====== SUPPLIED DATA

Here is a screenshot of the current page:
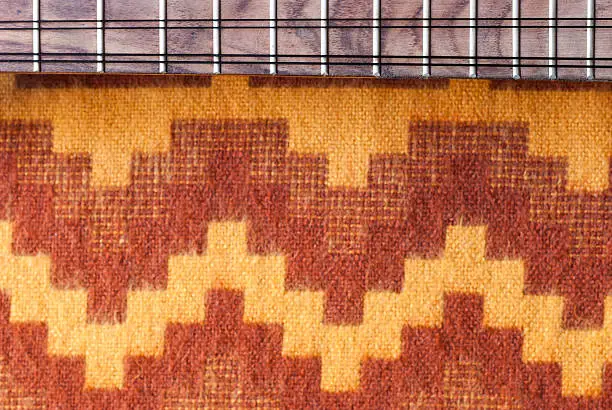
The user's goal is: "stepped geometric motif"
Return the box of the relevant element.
[0,75,610,408]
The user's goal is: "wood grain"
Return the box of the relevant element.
[105,0,158,73]
[248,75,449,87]
[431,0,470,77]
[221,0,268,74]
[0,0,608,79]
[40,0,96,72]
[381,0,422,77]
[0,0,32,72]
[520,0,548,79]
[14,73,212,87]
[167,0,213,73]
[477,0,512,78]
[328,0,372,76]
[557,0,587,79]
[278,0,320,75]
[490,78,612,90]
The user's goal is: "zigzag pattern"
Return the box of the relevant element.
[1,220,611,396]
[0,117,610,408]
[2,119,609,323]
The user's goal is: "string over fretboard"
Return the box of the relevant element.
[0,0,610,80]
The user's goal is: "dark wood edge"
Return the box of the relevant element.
[14,73,213,88]
[248,75,450,89]
[490,79,612,92]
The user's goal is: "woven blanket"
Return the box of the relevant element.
[0,74,610,409]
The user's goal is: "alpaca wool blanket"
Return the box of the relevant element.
[0,74,610,409]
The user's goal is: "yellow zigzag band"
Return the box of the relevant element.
[0,221,610,396]
[1,76,610,191]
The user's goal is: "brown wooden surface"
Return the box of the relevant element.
[520,0,548,79]
[328,0,372,76]
[381,0,422,77]
[14,72,213,87]
[477,0,512,78]
[0,0,610,79]
[221,0,269,74]
[431,0,470,77]
[557,0,586,79]
[168,0,213,73]
[278,0,320,75]
[40,0,96,72]
[105,0,158,72]
[0,0,32,71]
[248,74,449,87]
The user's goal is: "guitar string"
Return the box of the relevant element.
[0,16,606,75]
[1,17,608,21]
[2,53,608,60]
[1,18,608,29]
[1,58,609,68]
[1,22,609,29]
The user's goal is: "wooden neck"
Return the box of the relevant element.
[0,0,608,81]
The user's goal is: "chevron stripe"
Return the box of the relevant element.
[0,220,610,396]
[0,75,610,190]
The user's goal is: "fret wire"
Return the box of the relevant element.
[96,0,105,72]
[512,0,520,78]
[469,0,477,77]
[321,0,329,75]
[422,0,431,77]
[548,0,557,79]
[269,0,277,74]
[586,0,595,79]
[213,0,221,73]
[32,0,40,72]
[159,0,167,73]
[372,0,381,76]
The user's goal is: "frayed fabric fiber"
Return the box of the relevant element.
[0,74,610,409]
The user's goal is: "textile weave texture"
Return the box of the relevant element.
[0,74,610,409]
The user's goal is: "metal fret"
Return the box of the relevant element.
[213,0,221,73]
[269,0,277,74]
[159,0,167,73]
[422,0,431,77]
[0,6,609,78]
[373,0,381,76]
[96,0,105,72]
[32,0,40,72]
[321,0,329,75]
[512,0,520,78]
[469,0,477,77]
[586,0,595,79]
[548,0,557,79]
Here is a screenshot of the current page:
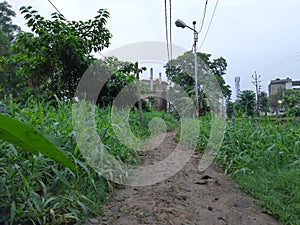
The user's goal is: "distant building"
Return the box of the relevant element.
[140,69,168,111]
[268,77,293,96]
[268,77,300,113]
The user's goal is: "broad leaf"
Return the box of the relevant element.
[0,114,76,171]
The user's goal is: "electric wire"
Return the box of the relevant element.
[169,0,173,61]
[198,0,208,34]
[257,50,300,71]
[199,0,219,50]
[164,0,170,62]
[47,0,63,15]
[259,57,300,76]
[256,50,300,74]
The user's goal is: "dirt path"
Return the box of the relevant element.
[89,131,279,225]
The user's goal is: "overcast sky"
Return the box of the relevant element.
[9,0,300,99]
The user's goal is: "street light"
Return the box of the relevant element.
[175,19,199,117]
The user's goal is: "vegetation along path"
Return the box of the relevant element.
[90,131,279,225]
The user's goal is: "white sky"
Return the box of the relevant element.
[8,0,300,99]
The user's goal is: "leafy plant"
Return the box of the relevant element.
[1,6,112,101]
[0,114,76,171]
[0,95,179,224]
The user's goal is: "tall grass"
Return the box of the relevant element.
[192,116,299,224]
[215,118,300,225]
[0,96,178,224]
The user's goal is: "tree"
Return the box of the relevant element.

============

§ **WHAT YOU ARE ASKED TO DO**
All of the entries above need to be repeated exactly, minus the pictures.

§ **FINISHED EXERCISE**
Here is a screenshot of the current page:
The user's goal is: "stepped geometric motif"
Return the box of the relevant element.
[0,75,610,408]
The user's goal is: "wood grain"
Return the box of the relevant element.
[105,0,158,73]
[248,75,449,87]
[431,0,470,77]
[221,0,268,74]
[0,0,608,79]
[40,0,96,72]
[381,0,422,77]
[0,0,32,72]
[520,0,548,79]
[14,73,212,87]
[167,0,213,73]
[477,0,512,78]
[328,0,372,76]
[557,0,587,79]
[278,0,320,75]
[490,78,612,90]
The user's goal is: "zigzag pattern"
Return the box of the relevant element.
[1,220,611,396]
[0,117,610,408]
[2,119,609,323]
The user's goal is: "string over fretboard"
Return the box of the relevant element.
[0,0,610,80]
The user's goal is: "dark wood edge"
Return the box of the relevant element.
[14,73,213,88]
[248,75,450,89]
[490,79,612,92]
The user's goal is: "woven blanket"
Return the box of the relevant element.
[0,74,610,409]
The user's goal is: "alpaca wool blanket"
Return the box of the relevant element.
[0,74,610,409]
The user's goal is: "yellow zigzag band"
Return the box of the relevant element.
[0,221,610,396]
[1,76,610,191]
The user's goal is: "brown wooden surface"
Return the box of the relevant element.
[520,0,548,79]
[328,0,372,76]
[381,0,422,77]
[14,72,213,87]
[477,0,512,78]
[0,0,610,79]
[221,0,269,74]
[431,0,470,77]
[557,0,586,79]
[168,0,213,73]
[278,0,320,75]
[40,0,96,72]
[105,0,158,72]
[0,0,32,71]
[248,74,449,87]
The user's goal is: "guitar string"
Return the box of the relevant element.
[0,16,606,75]
[1,17,608,21]
[2,53,608,60]
[1,18,608,29]
[1,58,609,68]
[1,22,609,29]
The user's goal is: "wooden neck"
Return the box of the relevant element.
[0,0,608,81]
The user's goal is: "chevron stripe"
Return the box of the relevant element.
[0,220,610,396]
[0,75,610,190]
The user's goal is: "fret wire"
Return the box of the relevant element.
[96,0,105,72]
[512,0,520,78]
[469,0,477,77]
[321,0,329,75]
[422,0,431,77]
[548,0,557,79]
[269,0,277,74]
[586,0,595,79]
[213,0,221,73]
[32,0,40,72]
[159,0,167,73]
[372,0,381,76]
The user's goal is: "frayed fabric fiber"
Return the box of the relevant element.
[0,74,610,409]
The user's goal is: "textile weave texture"
Return the box of the relevant element.
[0,74,610,409]
The user's goal is: "metal fret"
Return the box of the relevant element.
[213,0,221,73]
[269,0,277,74]
[159,0,167,73]
[422,0,431,77]
[0,6,609,78]
[373,0,381,76]
[96,0,105,72]
[32,0,40,72]
[321,0,329,75]
[512,0,520,78]
[469,0,477,77]
[586,0,595,79]
[548,0,557,79]
Here is a screenshot of the current page:
The user's goal is: "distant building"
Return the box of the relevant element.
[140,69,168,111]
[268,77,293,96]
[268,77,300,113]
The user's goal is: "broad leaf"
Return the box of the relevant element.
[0,114,76,171]
The user's goal is: "electric wire"
Return the box of the relevant element.
[169,0,173,61]
[198,0,208,34]
[257,50,300,71]
[199,0,219,50]
[164,0,170,62]
[47,0,63,15]
[259,57,300,76]
[256,50,300,74]
The user's goal is: "dirt path"
Return the box of the relevant element.
[89,131,279,225]
The user's goal is: "overcast sky"
Return the box of the relevant element.
[9,0,300,99]
The user's goal is: "street light"
Return the box of the relevant element.
[175,19,199,117]
The user's goal is: "vegetation along path"
Return the box of the relevant element.
[90,131,279,225]
The user's goal is: "white sky"
Return the box of the relevant element.
[8,0,300,99]
The user's goal is: "leafy plant"
Return the box of the relevant element.
[1,6,112,101]
[0,114,76,171]
[0,95,179,224]
The user's goal is: "tall grass"
Return the box of the relevant element.
[192,116,299,224]
[215,118,300,225]
[0,96,178,224]
The user's goal is: "tree"
Return the box of the relevant element.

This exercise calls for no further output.